====== Document segment ======
For many of us, the pri­mary reason we use “the cloud” is for storage—whether it’s storing email through ser­vices like Gmail and Yahoo!, photos on Flickr, or per­sonal doc­u­ments on Dropbox. Many orga­ni­za­tions like hos­pi­tals and banks uti­lize the cloud to store data on patient and cus­tomer information.

But there’s also a com­pu­ta­tional side to the cloud that comes into play when, say, we search for an old email or per­form com­plex analyses of large vol­umes of data stored there.

Regard­less of the sce­nario, it’s clear that pre­cious per­sonal infor­ma­tion is stored in the cloud, and we’d like to think it’s secure up there. Enter Daniel Wichs, an assis­tant pro­fessor in the Col­lege of Com­puter and Infor­ma­tion Sci­ence. He is part of a multi-​​university research team that is working to make sure the cloud is as secure as pos­sible. The project is sup­ported by a grant project announced Thursday by the National Sci­ence Foundation’s Secure and Trust­worthy Cyber­space pro­gram and is a part of a larger NSF effort to sup­port foun­da­tional cyber­se­cu­rity research and education.

The col­lab­o­ra­tive “Fron­tier” project includes researchers from North­eastern, Boston Uni­ver­sity, the Mass­a­chu­setts Insti­tute of Tech­nology, and the Uni­ver­sity of Con­necticut. The team will deploy and test the mech­a­nisms they develop in this project using the Mass­a­chu­setts Open Cloud—a part­ner­ship of state gov­ern­ment, industry, and uni­ver­si­ties including North­eastern that is designed to create a new public cloud com­puting mar­ket­place to help spur innovation.

We’re devel­oping tools at all levels of the system,” said Wichs, a cryp­tog­raphy expert who will focus his efforts on this area of the project.

Encryp­tion,” he explained, “is a pro­ce­dure we’ve been thinking about basi­cally since the dawn of time, but we’ve only had good ways of doing it since the 70s.” Until recently, even the best encryp­tion strate­gies were lim­ited when it comes to cloud com­pu­ta­tion, he said, adding that “The problem is that stan­dard ways of encrypting data render it use­less. Once encrypted, there is no way to per­form any com­pu­ta­tion over it.”

Patient data is a prime example. If a hos­pital wants to con­duct large-​​scale analyses on this infor­ma­tion, it is lim­ited to looking at local com­puters because fed­eral Health Insur­ance Porta­bility and Account­ability Act, or HIPAA, laws pre­vent it from sharing pri­vate details about patients with external enti­ties. The hos­pital can easily store encrypted patient infor­ma­tion, but it can’t uti­lize the increased com­pu­ta­tional powers of external com­puters to ana­lyze it because encryp­tion pre­vents that possibility.
======
**What you need to do**
1. According to the article on cloud security research, which federal law bars a hospital from sharing private patient details with external entities?
2. Rewrite everything in the cloud security article from "But there’s also" down to "of data stored there.", swapping "email" for "message".
None of the data that come after this article is needed for the work here.
====== Recorded information ======
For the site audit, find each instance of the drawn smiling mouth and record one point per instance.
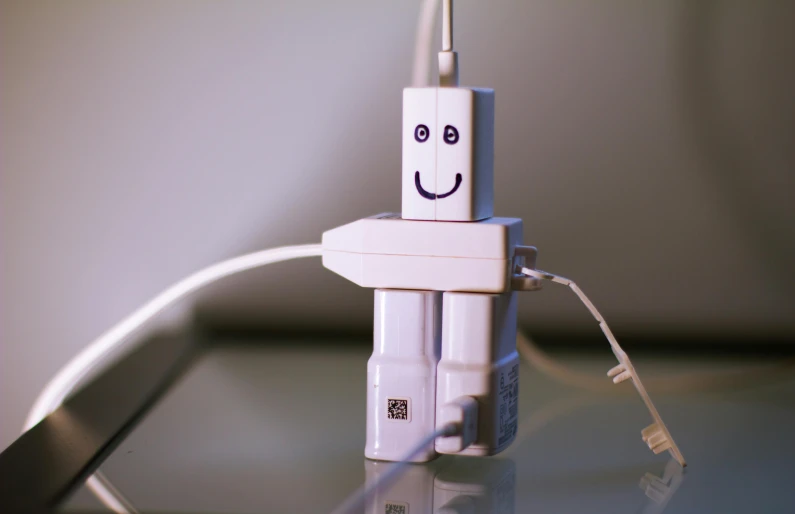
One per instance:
======
**Answer section**
1. The Health Insurance Portability and Accountability Act (HIPAA).

2.
But there’s also a com­pu­ta­tional side to the cloud that comes into play when, say, we search for an old message or per­form com­plex analyses of large vol­umes of data stored there.